◆ Written task ◆
Reproduce the satellite cloud and precipitation excerpt from "Overall, the observing" to "all these factors.", swapping "observing system" for "measurement system" throughout.

-- BEGIN Text section --

Overall, the observing system is composed of the measurement and its uncertainty, an approximate forward model and related errors, including model parameters and their errors, inversion parameters and uncertainties attached to a priori knowledge. The total uncertainty of the retrieved state is the accumulation of errors from all these factors.

Yet another complicating factor arises in defining the representativeness of cloud and precipitation information derived from satellite observations. This additional complication, although not the focus of this paper, deserves mention. Representativeness errors arise, for example, when information is aggregated over space and time. These errors are primarily introduced by the space–time sampling characteristics of the observing system as imposed by the chosen orbit of the satellite platform. The effects of cloud and precipitation sampling due to sensors flown in geostationary orbit versus low earth orbit have been studied in some detail (e.g., Salby 1982). Furthermore, the effects of the diurnal cycle on time-mean cloud and precipitation properties derived from polar-orbiting satellite observations can be found in studies like those of Salby and Callaghan (1997) and Nesbitt and Zipser (2003). An important aspect of both ISCCP and the GPCP projects is the merger of data from sensors on different satellites, both in geostationary and low earth orbit, in an effort to address these sampling issues. This is an important aspect that has to be considered when using any global datasets.

3. The physical basis of forward models

The vast majority of satellite observations of the earth’s atmosphere are in the form of spectral radiances that arise as a result of natural processes of emission and scattering of electromagnetic (EM) radiation by the atmosphere and surface below. Remote sensing methods developed around such observations are referred to as passive methods, and the spectral radiances used in these methods range from the ultraviolet to the microwave regions of the EM spectrum. Unlike specific radiance measurements designed for sounding the clear atmosphere, the majority of passive methods provide very little vertical profile information about clouds and precipitation. Most of this information is in the form of (vertical) path-integrated quantities, although recent studies are beginning to suggest that some degree of cloud and precipitation vertical structure information may exist in radiance measurements (e.g., Bauer et al. 2005; Chang and Li 2005).

-- END Text section --
-- BEGIN Records provided --

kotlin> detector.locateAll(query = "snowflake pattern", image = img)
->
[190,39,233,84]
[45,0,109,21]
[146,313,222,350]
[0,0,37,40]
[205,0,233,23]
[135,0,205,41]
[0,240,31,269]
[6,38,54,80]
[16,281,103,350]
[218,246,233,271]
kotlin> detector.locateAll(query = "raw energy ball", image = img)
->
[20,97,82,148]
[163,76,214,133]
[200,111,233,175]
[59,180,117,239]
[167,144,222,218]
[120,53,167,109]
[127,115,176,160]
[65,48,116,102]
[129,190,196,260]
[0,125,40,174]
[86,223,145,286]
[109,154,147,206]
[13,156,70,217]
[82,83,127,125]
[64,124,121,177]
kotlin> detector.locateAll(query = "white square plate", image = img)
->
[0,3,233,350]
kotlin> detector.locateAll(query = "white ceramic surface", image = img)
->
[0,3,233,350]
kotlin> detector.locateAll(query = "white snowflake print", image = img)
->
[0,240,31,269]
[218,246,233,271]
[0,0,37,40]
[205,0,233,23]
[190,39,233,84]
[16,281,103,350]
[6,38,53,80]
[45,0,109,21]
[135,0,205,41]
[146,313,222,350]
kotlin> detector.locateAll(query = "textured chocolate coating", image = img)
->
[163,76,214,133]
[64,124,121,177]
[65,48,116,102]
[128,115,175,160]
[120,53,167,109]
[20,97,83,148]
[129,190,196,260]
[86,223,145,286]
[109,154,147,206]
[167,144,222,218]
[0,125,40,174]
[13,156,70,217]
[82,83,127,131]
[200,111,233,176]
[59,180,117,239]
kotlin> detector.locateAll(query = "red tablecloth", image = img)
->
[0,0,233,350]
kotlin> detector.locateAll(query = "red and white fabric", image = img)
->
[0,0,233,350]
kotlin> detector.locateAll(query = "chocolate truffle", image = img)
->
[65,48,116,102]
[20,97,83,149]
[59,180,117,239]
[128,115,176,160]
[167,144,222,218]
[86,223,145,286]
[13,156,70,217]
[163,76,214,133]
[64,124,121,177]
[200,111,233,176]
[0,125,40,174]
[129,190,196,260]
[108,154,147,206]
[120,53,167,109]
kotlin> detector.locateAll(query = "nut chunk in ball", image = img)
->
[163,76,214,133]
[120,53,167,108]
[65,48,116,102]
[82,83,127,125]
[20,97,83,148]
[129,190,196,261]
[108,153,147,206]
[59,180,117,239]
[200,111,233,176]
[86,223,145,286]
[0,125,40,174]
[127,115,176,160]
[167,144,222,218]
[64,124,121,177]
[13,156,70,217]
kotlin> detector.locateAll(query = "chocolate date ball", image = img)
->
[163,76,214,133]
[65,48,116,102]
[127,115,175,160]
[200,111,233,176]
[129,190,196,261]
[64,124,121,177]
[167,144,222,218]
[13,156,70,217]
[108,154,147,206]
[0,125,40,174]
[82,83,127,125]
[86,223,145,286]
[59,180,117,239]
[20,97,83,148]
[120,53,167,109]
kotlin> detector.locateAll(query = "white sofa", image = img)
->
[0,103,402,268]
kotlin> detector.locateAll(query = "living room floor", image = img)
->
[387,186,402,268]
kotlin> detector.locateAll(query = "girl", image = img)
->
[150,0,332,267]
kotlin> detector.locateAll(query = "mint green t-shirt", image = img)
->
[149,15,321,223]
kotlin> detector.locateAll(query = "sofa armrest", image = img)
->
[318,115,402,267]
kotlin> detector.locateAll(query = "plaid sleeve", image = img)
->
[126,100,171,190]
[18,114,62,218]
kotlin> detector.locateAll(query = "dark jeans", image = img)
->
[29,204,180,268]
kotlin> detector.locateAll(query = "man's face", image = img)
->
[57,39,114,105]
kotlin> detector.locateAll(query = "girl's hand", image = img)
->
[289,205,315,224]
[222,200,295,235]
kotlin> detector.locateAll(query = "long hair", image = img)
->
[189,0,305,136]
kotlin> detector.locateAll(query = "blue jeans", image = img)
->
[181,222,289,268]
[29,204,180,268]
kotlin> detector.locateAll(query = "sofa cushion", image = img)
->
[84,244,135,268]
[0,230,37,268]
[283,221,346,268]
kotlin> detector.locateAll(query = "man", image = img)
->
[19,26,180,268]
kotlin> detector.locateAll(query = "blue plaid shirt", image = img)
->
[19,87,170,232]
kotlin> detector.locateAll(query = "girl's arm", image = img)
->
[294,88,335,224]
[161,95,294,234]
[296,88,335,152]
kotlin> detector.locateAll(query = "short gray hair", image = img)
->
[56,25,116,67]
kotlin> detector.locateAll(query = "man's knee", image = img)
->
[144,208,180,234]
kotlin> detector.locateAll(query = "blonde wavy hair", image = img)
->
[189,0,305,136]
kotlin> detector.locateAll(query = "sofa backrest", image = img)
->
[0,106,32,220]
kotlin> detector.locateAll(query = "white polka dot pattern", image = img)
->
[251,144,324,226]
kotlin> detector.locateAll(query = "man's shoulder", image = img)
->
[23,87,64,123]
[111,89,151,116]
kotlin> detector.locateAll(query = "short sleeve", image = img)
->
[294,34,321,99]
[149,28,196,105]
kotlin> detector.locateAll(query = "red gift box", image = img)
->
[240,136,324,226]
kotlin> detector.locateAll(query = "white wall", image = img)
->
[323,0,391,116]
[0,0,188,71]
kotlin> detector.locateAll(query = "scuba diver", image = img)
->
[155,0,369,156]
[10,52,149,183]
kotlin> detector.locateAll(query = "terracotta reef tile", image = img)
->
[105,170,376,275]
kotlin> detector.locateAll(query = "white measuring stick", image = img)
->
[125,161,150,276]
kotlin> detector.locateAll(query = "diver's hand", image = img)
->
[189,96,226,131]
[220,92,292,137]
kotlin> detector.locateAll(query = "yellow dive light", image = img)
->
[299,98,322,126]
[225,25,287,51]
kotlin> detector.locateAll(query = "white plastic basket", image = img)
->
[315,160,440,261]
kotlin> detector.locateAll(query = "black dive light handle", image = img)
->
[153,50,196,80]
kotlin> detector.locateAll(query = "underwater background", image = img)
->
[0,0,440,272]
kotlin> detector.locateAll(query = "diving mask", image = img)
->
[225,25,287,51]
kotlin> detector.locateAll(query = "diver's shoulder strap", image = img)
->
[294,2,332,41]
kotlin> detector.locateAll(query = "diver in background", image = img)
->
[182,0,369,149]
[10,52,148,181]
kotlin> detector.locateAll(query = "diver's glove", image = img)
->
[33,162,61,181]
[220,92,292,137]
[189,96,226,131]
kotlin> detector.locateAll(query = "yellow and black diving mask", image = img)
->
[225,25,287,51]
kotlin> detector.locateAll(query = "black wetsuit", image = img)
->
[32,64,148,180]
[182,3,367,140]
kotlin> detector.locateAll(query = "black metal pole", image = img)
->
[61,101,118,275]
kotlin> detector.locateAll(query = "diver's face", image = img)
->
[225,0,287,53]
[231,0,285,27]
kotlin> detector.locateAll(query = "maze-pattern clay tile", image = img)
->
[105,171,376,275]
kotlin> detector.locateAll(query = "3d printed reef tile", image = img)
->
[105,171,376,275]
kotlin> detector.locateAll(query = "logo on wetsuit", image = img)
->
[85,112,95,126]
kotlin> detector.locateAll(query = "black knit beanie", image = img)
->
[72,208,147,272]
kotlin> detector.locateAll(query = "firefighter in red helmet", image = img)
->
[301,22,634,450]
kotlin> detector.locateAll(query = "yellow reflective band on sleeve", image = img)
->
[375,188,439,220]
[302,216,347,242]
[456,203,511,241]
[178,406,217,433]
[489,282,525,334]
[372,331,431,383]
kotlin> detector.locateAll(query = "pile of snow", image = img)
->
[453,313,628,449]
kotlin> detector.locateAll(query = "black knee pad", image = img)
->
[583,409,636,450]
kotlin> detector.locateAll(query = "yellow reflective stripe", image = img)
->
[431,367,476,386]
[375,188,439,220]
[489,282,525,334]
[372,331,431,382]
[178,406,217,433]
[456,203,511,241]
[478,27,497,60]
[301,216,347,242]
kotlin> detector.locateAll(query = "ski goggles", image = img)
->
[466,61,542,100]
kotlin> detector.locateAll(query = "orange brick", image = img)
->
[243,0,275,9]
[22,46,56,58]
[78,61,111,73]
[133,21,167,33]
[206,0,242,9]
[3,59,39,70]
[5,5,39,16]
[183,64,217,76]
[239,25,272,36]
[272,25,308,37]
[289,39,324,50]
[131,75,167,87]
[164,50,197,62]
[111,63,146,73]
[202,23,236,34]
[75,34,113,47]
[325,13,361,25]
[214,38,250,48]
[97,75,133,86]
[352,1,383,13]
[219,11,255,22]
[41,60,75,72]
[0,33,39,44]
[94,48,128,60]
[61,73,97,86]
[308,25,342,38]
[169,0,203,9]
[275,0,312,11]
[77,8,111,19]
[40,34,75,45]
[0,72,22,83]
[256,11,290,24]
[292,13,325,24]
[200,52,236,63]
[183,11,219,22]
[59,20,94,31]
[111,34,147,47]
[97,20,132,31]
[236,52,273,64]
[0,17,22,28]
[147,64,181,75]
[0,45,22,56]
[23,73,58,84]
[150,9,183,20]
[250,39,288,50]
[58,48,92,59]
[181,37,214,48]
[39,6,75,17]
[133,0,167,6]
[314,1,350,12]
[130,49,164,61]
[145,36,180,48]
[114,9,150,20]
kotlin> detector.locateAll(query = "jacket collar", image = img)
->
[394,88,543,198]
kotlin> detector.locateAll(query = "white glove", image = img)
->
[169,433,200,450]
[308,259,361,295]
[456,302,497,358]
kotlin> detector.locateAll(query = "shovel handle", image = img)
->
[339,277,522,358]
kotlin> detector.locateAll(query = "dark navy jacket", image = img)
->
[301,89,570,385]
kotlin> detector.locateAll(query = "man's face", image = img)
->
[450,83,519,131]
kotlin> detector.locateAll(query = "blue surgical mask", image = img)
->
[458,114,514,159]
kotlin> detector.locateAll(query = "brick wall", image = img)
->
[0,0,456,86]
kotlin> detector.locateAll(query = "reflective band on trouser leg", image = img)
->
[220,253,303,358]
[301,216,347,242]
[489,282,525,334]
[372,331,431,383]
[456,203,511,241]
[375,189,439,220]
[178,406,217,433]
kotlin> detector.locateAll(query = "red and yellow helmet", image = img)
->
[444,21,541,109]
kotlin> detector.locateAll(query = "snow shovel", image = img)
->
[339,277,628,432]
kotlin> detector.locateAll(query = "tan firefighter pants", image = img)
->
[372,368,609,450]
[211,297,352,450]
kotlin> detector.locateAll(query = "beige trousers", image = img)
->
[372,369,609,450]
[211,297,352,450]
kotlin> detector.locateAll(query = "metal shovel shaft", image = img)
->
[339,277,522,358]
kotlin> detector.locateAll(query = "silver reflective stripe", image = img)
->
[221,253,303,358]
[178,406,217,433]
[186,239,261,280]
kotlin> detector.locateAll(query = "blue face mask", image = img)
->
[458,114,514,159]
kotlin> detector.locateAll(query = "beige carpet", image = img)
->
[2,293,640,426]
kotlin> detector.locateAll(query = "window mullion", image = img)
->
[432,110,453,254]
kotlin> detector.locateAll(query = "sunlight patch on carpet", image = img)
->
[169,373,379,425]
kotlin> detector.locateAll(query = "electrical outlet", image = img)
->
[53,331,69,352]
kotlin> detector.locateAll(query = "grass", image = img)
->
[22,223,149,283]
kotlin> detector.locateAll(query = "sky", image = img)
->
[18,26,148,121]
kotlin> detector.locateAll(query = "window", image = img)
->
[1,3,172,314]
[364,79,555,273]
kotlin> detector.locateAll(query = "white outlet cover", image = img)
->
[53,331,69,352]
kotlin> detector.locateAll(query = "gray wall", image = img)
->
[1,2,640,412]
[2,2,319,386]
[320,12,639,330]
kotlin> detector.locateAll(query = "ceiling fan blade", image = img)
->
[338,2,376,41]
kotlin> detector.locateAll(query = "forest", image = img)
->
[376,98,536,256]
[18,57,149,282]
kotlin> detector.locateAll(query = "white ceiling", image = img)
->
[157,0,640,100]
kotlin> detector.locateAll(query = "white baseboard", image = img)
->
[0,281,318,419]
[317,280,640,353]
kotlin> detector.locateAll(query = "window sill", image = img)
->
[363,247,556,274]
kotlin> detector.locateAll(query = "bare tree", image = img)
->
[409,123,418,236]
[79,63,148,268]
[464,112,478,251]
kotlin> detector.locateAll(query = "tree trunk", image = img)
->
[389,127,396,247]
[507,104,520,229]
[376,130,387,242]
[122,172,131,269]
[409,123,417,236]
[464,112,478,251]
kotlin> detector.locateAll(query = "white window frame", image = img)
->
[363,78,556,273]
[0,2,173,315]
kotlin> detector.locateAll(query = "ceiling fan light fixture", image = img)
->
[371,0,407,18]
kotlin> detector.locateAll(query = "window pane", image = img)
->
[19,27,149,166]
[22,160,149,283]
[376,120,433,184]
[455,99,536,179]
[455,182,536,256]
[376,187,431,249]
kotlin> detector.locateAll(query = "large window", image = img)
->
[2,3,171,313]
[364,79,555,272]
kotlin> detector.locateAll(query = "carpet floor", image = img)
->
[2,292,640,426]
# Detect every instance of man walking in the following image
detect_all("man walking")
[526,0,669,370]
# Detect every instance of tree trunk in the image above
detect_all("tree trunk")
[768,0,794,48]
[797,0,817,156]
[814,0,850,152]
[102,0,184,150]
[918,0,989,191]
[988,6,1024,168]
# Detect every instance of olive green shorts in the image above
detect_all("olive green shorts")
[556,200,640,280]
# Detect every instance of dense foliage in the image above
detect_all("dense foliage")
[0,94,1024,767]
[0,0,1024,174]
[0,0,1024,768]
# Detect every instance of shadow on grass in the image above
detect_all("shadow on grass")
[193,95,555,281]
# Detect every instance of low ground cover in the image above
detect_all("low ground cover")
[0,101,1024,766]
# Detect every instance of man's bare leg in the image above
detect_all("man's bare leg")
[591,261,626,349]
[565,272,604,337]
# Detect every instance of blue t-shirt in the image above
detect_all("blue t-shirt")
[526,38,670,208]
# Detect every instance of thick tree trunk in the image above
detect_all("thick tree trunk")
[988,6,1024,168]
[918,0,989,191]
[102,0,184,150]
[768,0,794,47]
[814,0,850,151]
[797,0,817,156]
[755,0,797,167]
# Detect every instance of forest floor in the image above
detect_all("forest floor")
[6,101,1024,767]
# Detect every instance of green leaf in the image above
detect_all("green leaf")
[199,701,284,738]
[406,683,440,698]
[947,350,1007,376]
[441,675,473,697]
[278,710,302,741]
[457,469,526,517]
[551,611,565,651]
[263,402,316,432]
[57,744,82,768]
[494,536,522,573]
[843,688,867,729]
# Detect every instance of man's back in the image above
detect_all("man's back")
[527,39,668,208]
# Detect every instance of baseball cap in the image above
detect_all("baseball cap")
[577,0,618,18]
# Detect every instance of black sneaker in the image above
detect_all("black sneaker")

-- END Records provided --

◆ Answer to this task ◆
Overall, the measurement system is composed of the measurement and its uncertainty, an approximate forward model and related errors, including model parameters and their errors, inversion parameters and uncertainties attached to a priori knowledge. The total uncertainty of the retrieved state is the accumulation of errors from all these factors.